[start Excerpt]
Wojciech Wegrzynski:

Detecting fires in the buildings was perhaps the first thing that fascinated me in fire safety engineering. It was my first years of university when we were learning about those types of systems, and I really, really, really enjoyed those classes and learning about how different sensors can pick up signals and how do they work, how do they operate, how do we connect them all together into one big system that actually can make some decisions inside of a fire automatically, reliably and without causing too much trouble in the building. I've also, back then, learned that it's not just about being as sensitive to the fire as possible. It's about balancing the sensitivity with some sort of specificity and reliability in terms of not creating too much false alarms. But we'll reach that Eventually. I even wrote a bachelor thesis on smoke alarm systems, but then I discovered the world of CFD compartment fires, smoke control, and here I am. Never realized my passion to smoke alarm systems. Perhaps today is a chance to redeem myself in there. I said it's an art of balancing the sensitivity with other factors and indeed that's the case.

Wojciech Wegrzynski:

We cannot make the sensors as sensitive as possible. That's not the point of creating a detection technology. We are a pretty advanced technological civilization and we really can sense stuff at very low quantities fairly easily. Sense stuff at very low quantities fairly easily. It's not a big problem to sense if a smoke or any other aerosol is in the air. It's not a problem to pick up a very minute change in the temperature in a space. You can also apply a lot of remote sensing technologies out there. They're available, they exist. They can be very sensitive.

Wojciech Wegrzynski:

The thing is you need to be able to distinguish whether the source of the disturbance that you have just noticed measured. Is it a fire? Is it a hazard? What kind of a hazard is it? Is it enough to trigger all the things that happen in the building? And this is not something you can play down. Those are serious things because if you think about a large building, let's say a shopping mall, if a fire alarm goes there and you actually confirm through the system that the alarm isn't going, you will trigger a specific sequence of actions that will happen in the building. I had an entire fire science show episode on what happens inside of a building through the building fire automation in a case of a fire. So you can go to that episode and refer to this exact sequence of operations.

Wojciech Wegrzynski:

But, in short, you will steer everything in the building to be ready for this fire hazard to happen, which means evacuating people. For example, evacuating shopping mall is not a simple thing. Evacuating an office is not a simple thing. It creates immense business disturbance, immense. You will turn off all of your air conditioning because you have to put HVAC systems into state of operation that they will not spread the smoke through the building, that they will shut down all the dumpers that needs to be shot. This means all your climate control has to be turned off and those things take time. They take time to be shut down, but they also will take a lot of time to be restarted, once you figure out your fire was actually a false alarm.
[end Excerpt]
• **Do this**: In the excerpt on detecting fires in buildings, what was the topic of Wojciech Wegrzynski's bachelor thesis?
[start Extracted material]
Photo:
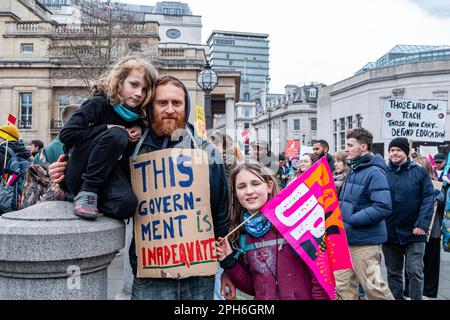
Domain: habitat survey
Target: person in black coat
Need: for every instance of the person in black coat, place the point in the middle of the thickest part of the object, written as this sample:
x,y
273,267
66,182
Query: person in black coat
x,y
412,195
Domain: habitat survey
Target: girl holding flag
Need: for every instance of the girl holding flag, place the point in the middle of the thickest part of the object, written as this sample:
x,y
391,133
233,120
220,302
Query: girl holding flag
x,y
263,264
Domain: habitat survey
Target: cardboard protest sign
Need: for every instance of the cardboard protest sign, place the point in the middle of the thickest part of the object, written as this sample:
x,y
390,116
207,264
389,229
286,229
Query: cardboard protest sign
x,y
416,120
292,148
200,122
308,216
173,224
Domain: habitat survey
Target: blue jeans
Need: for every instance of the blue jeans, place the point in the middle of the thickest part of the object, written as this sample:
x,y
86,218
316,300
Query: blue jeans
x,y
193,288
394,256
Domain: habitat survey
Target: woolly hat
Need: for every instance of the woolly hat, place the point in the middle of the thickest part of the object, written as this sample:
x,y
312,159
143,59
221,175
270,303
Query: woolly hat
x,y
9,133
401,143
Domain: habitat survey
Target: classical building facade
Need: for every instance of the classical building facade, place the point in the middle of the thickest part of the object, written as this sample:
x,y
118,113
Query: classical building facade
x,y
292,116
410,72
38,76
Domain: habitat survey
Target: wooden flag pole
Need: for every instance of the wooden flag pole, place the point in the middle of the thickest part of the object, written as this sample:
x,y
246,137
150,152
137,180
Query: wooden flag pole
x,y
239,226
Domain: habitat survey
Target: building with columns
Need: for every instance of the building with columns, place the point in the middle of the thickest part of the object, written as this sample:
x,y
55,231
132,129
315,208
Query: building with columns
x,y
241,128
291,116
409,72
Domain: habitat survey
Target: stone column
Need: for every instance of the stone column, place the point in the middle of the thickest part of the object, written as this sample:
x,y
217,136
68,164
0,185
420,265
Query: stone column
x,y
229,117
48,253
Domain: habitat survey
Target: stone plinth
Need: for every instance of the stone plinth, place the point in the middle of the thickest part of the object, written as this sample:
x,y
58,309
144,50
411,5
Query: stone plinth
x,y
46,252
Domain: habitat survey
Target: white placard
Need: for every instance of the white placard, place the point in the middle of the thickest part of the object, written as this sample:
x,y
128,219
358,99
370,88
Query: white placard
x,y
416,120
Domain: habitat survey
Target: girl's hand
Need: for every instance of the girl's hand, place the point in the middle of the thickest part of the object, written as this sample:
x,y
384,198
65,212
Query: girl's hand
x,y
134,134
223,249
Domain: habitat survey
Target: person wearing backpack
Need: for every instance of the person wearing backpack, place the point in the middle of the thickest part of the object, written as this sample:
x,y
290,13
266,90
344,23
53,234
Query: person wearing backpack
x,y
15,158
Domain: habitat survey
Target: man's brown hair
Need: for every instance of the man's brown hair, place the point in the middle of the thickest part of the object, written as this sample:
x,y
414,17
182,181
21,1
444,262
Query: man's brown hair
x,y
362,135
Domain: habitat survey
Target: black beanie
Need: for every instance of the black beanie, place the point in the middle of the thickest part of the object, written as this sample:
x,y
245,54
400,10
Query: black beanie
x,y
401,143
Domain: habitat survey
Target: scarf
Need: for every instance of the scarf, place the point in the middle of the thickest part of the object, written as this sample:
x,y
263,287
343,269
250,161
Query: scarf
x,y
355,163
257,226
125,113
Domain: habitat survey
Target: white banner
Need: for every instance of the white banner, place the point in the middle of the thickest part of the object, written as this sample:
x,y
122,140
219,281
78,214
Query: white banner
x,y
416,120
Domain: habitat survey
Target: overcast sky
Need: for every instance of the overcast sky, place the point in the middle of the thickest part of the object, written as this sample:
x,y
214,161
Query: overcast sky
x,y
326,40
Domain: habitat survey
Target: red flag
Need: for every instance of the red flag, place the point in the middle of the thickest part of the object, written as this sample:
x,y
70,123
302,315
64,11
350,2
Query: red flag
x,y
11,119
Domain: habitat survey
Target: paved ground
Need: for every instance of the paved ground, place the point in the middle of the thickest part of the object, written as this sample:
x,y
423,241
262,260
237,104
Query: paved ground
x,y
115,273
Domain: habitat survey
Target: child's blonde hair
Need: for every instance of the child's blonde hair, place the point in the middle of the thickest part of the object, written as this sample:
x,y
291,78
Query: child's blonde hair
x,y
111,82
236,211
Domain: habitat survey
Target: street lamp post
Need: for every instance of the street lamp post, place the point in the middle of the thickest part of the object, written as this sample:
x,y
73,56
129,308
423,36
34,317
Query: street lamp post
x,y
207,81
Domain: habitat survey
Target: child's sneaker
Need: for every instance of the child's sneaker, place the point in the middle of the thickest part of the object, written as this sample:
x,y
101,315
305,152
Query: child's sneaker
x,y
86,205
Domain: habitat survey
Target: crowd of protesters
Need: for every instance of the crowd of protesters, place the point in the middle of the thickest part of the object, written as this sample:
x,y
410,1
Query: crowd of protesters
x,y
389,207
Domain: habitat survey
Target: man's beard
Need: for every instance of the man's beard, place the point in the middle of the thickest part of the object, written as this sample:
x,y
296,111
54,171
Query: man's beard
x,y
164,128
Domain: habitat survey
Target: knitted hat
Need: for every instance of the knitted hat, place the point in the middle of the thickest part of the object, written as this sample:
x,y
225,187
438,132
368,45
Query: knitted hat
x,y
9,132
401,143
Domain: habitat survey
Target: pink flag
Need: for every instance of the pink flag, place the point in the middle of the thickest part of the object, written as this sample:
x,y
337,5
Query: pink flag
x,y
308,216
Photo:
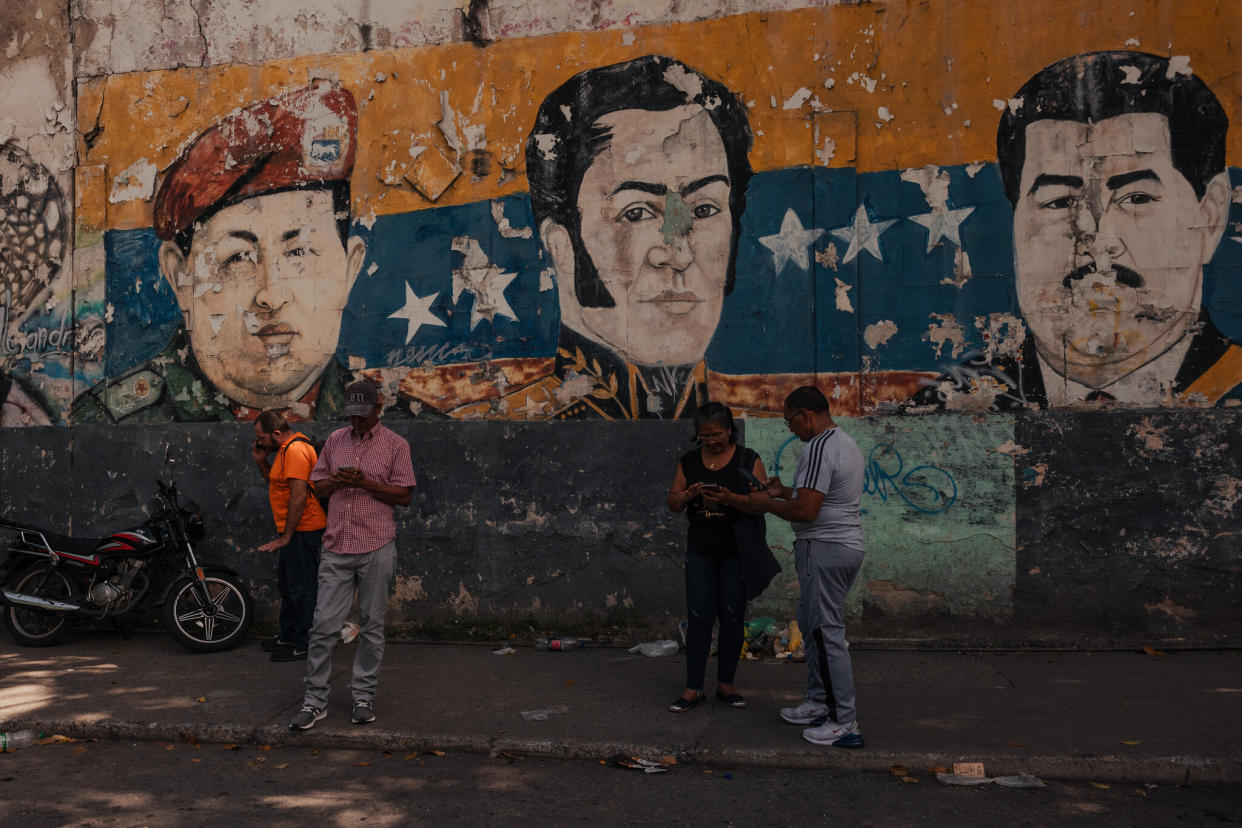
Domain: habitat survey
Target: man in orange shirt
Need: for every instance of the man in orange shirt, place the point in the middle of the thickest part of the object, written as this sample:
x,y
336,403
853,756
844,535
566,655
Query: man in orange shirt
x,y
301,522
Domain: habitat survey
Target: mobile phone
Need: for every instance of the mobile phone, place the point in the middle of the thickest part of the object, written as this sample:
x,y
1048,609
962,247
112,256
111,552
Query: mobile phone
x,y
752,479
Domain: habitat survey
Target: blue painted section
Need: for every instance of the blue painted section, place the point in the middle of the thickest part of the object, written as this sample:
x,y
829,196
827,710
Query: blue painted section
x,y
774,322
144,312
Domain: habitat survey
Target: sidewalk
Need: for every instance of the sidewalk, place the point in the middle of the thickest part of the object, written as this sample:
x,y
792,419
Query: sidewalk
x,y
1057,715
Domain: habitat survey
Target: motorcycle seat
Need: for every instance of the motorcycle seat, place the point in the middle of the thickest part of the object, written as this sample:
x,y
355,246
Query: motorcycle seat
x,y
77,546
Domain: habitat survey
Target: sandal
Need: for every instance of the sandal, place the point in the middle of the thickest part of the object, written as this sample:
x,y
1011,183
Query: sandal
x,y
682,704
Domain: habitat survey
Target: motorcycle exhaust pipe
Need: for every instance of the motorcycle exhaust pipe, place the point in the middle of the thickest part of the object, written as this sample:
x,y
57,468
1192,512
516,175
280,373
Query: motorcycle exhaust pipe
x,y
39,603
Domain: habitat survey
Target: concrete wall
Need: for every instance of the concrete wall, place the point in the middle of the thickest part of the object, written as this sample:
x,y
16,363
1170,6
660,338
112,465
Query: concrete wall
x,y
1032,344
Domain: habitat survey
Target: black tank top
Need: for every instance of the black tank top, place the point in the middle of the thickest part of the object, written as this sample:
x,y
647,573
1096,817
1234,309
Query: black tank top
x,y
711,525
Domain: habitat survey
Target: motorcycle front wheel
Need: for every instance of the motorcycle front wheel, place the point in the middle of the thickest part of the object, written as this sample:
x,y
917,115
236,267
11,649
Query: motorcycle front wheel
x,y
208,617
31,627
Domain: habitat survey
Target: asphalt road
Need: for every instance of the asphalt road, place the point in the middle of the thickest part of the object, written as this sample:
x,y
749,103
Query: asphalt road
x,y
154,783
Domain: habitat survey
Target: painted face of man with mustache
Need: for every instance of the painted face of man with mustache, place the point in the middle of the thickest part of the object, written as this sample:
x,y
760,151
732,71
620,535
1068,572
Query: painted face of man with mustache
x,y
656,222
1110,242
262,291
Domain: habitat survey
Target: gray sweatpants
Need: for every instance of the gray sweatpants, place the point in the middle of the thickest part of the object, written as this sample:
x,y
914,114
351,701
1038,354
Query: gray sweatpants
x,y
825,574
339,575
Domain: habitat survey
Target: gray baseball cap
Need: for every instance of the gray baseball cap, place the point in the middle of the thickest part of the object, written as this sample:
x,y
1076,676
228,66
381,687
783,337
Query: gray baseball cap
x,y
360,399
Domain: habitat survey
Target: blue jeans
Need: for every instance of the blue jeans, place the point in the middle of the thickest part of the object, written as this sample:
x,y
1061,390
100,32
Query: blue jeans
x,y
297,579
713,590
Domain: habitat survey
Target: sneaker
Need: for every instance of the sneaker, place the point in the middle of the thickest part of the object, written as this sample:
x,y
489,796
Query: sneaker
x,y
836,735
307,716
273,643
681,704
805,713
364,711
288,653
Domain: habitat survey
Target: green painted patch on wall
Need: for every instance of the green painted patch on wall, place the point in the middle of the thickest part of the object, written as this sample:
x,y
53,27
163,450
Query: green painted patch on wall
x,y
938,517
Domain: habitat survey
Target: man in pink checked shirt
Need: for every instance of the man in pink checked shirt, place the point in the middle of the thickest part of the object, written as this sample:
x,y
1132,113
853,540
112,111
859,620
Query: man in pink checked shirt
[end Extracted material]
• **The reply**: Smoke alarm systems.